• _Records in a dataset_:
• • •

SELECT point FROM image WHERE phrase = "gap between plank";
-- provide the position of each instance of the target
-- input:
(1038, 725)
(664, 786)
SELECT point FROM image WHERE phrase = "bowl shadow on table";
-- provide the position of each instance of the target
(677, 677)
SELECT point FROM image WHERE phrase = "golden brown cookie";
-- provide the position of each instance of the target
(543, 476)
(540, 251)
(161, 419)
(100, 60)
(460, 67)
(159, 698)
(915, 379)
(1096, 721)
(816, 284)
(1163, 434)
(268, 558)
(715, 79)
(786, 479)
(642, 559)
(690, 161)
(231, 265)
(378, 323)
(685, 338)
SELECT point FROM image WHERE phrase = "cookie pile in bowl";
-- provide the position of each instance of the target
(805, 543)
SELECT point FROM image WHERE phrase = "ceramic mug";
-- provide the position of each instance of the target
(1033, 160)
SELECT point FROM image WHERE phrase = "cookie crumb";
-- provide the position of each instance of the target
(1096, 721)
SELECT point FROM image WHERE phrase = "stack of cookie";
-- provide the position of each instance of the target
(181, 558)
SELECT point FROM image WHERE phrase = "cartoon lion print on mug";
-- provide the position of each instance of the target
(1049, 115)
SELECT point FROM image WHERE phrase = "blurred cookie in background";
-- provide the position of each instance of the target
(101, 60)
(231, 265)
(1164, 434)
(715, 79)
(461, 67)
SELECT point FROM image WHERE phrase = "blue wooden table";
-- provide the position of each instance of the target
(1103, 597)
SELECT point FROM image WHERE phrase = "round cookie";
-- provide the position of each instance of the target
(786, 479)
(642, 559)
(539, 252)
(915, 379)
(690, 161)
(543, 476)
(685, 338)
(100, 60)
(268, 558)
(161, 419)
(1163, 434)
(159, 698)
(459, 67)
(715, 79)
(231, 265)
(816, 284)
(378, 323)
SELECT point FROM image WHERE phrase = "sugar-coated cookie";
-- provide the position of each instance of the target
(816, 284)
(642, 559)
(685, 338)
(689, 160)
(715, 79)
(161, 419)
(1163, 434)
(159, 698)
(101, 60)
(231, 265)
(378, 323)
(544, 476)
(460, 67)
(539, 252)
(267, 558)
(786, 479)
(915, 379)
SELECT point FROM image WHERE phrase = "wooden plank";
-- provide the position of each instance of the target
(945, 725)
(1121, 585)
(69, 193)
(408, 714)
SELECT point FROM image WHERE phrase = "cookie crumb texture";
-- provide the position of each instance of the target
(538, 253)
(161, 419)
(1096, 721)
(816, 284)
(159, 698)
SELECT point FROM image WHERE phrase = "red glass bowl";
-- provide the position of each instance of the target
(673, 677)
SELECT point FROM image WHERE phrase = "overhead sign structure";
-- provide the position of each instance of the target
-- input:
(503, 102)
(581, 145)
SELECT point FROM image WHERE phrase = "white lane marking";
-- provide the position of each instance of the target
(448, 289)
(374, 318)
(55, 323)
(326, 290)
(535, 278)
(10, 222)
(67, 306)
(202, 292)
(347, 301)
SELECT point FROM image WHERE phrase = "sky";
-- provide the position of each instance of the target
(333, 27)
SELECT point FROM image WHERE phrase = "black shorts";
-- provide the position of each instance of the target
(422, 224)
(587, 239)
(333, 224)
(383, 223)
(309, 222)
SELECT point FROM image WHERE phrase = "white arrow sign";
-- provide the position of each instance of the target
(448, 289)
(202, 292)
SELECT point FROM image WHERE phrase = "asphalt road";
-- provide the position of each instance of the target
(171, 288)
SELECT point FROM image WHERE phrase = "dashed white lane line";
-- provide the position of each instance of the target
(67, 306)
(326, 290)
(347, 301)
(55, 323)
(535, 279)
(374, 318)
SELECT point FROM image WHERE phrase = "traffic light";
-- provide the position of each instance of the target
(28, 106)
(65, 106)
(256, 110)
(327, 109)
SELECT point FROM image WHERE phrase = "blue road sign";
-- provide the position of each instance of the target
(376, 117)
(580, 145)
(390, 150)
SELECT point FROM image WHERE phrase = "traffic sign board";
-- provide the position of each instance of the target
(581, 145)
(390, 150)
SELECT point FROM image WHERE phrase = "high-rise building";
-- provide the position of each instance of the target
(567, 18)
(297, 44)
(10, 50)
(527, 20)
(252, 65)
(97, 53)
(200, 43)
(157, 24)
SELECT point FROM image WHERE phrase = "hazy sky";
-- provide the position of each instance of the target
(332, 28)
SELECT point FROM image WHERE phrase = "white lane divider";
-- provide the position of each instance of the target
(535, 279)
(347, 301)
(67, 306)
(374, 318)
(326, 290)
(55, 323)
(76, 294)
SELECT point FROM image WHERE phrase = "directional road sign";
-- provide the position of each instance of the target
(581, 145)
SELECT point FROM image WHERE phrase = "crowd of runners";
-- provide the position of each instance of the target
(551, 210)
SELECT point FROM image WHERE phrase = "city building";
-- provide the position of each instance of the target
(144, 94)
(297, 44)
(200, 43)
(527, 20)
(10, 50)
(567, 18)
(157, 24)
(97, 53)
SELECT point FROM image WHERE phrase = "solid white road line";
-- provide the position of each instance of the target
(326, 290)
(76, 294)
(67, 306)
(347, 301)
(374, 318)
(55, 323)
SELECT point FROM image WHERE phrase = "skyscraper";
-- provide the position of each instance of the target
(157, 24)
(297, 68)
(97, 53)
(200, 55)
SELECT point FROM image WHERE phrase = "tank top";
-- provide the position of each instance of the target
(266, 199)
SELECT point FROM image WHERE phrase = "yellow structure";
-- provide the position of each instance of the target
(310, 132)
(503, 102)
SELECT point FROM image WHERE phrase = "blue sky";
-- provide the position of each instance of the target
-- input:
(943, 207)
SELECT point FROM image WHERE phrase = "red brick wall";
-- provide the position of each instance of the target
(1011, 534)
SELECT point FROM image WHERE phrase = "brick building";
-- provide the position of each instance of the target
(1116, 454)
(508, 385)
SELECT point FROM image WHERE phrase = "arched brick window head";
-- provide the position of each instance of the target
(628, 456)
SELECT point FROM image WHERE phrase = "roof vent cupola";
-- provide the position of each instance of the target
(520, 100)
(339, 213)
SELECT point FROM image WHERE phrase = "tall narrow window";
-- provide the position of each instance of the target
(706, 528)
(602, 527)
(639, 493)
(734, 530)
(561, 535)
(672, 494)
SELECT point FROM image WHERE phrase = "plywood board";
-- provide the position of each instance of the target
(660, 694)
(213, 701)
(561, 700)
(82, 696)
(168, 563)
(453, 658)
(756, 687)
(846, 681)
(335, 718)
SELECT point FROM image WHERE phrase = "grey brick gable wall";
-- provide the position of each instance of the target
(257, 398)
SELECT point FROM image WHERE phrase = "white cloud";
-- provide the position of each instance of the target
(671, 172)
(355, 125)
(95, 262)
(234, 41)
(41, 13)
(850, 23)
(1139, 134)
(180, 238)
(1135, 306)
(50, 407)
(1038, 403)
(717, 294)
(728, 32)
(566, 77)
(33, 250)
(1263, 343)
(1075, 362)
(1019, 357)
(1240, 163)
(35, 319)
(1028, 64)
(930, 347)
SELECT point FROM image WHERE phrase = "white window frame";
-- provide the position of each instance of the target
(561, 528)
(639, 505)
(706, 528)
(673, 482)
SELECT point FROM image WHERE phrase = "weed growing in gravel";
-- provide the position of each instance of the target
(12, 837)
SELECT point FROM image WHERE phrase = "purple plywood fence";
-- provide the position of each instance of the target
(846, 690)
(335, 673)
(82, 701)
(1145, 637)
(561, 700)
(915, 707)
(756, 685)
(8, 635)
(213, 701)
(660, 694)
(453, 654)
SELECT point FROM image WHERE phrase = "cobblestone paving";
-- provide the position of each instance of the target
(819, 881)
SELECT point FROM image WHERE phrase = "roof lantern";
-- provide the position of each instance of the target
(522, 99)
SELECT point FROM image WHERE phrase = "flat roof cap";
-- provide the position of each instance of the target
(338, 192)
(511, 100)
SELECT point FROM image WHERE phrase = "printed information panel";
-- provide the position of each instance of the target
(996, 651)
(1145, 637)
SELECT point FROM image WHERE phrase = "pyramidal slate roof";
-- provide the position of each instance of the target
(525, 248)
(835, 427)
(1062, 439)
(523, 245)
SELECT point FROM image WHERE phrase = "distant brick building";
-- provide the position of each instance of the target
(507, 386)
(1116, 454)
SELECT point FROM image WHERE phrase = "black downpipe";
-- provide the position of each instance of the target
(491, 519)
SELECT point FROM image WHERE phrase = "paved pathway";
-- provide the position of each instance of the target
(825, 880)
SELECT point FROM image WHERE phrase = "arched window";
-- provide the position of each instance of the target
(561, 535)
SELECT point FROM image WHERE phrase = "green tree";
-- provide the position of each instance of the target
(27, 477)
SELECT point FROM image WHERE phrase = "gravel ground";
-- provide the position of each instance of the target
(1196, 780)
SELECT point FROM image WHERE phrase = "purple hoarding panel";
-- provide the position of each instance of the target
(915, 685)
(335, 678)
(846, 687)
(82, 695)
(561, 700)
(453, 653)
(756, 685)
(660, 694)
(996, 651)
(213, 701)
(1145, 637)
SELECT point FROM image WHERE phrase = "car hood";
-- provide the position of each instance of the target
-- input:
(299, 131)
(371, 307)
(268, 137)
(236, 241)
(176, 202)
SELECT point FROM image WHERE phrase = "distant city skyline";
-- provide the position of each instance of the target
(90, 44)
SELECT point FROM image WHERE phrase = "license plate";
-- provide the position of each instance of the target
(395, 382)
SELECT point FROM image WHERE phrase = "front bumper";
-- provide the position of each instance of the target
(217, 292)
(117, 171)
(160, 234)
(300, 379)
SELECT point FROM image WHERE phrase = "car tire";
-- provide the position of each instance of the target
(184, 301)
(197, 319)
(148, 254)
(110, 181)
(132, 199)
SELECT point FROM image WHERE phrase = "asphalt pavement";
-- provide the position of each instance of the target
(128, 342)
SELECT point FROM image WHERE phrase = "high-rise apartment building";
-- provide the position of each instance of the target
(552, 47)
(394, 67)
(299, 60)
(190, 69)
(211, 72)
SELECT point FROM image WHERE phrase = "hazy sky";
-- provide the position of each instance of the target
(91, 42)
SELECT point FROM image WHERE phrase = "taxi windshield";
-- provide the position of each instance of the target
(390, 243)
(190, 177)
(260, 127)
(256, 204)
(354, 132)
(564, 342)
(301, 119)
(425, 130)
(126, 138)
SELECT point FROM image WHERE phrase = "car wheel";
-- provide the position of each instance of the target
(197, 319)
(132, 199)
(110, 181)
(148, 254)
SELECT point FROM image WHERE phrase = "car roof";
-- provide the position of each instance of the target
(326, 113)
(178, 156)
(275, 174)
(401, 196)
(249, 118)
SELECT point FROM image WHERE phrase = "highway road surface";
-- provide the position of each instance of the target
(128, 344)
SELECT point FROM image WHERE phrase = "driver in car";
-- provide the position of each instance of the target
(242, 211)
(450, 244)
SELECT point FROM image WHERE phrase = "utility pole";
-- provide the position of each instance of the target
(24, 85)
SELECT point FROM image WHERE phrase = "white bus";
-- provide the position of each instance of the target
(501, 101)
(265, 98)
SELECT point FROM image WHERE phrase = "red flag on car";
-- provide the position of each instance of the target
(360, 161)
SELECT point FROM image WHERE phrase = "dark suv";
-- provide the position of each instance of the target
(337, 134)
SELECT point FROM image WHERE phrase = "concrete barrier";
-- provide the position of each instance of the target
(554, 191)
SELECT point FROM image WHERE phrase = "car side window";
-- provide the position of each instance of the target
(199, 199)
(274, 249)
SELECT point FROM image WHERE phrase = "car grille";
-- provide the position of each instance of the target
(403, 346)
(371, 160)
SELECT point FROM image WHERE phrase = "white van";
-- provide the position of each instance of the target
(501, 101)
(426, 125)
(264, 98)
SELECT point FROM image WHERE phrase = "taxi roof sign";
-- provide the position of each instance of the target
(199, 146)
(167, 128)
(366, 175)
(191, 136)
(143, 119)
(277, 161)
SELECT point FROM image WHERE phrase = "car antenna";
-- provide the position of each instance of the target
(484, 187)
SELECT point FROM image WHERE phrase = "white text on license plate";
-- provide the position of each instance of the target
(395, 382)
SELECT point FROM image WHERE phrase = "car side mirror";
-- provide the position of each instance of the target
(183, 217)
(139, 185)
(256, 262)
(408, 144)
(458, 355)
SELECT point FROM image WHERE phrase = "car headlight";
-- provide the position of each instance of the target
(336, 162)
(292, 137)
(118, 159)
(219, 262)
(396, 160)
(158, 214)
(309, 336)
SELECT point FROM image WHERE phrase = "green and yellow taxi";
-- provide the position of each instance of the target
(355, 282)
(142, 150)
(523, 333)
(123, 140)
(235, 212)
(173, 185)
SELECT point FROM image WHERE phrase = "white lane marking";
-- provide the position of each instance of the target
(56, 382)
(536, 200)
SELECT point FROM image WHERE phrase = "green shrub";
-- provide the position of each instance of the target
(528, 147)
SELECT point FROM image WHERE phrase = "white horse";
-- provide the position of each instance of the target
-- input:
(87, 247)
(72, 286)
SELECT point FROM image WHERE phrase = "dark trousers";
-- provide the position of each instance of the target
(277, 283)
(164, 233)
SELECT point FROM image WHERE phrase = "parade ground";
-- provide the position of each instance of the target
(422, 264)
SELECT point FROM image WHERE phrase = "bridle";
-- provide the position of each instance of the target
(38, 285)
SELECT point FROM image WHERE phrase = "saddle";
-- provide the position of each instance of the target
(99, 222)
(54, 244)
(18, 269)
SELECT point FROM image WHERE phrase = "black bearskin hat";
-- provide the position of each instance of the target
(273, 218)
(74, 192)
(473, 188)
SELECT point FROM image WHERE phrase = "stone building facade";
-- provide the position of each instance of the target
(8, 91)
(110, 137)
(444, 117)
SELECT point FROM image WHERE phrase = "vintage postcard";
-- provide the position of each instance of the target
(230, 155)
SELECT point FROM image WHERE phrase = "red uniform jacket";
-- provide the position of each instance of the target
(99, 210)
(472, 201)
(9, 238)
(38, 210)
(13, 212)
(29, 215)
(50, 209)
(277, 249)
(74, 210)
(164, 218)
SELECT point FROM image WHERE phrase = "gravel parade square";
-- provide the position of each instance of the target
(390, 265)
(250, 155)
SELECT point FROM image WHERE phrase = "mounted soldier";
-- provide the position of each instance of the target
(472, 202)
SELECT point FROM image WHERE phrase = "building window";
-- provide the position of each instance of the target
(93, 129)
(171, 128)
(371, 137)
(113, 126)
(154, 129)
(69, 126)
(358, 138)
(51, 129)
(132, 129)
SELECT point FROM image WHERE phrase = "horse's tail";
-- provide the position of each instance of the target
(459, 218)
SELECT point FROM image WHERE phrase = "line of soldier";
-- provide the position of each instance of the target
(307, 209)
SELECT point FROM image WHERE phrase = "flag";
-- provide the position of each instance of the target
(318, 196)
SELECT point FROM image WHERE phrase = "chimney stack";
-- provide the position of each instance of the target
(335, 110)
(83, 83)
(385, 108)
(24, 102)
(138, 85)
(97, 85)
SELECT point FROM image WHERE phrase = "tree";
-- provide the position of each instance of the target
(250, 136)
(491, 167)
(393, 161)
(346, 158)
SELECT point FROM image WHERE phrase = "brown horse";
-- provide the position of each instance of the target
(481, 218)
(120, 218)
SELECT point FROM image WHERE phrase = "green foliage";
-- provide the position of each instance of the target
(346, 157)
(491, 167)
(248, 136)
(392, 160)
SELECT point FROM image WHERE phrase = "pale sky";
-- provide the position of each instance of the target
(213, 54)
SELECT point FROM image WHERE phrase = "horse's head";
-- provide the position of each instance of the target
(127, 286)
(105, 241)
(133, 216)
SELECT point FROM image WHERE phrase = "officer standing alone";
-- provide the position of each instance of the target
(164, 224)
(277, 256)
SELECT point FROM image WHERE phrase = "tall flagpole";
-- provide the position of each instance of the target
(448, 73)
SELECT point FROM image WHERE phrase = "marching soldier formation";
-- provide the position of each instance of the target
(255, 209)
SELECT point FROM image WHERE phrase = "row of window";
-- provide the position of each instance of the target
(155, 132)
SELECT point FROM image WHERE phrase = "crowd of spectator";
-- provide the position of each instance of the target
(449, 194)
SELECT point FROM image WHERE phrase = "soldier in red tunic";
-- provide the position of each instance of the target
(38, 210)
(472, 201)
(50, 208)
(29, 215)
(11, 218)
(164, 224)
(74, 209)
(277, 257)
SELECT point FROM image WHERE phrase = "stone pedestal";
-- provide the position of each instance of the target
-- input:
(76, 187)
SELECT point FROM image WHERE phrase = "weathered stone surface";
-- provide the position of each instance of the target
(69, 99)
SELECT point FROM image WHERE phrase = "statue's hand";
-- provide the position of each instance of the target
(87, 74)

• • •

• _WRITTEN TASK_: Copy out the data from its first line through the line that contains "(1049, 115)", including both of those lines, and reproduce every line unchanged.

• _THE RESPONSE_:
SELECT point FROM image WHERE phrase = "gap between plank";
-- provide the position of each instance of the target
-- input:
(1038, 725)
(664, 786)
SELECT point FROM image WHERE phrase = "bowl shadow on table";
-- provide the position of each instance of the target
(677, 677)
SELECT point FROM image WHERE phrase = "golden brown cookie";
-- provide the position of each instance of the target
(543, 476)
(540, 251)
(161, 419)
(100, 60)
(460, 67)
(159, 698)
(915, 379)
(1096, 721)
(816, 284)
(1163, 434)
(268, 558)
(715, 79)
(786, 479)
(642, 559)
(690, 161)
(231, 265)
(378, 323)
(685, 338)
SELECT point FROM image WHERE phrase = "cookie pile in bowl";
-- provide the position of each instance of the target
(805, 543)
SELECT point FROM image WHERE phrase = "ceramic mug";
-- provide the position of each instance of the target
(1033, 160)
SELECT point FROM image WHERE phrase = "cookie crumb";
-- provide the position of each instance of the target
(1096, 721)
SELECT point FROM image WHERE phrase = "stack of cookie";
-- provide the position of each instance of the target
(181, 558)
SELECT point FROM image WHERE phrase = "cartoon lion print on mug";
-- provide the position of each instance of the target
(1049, 115)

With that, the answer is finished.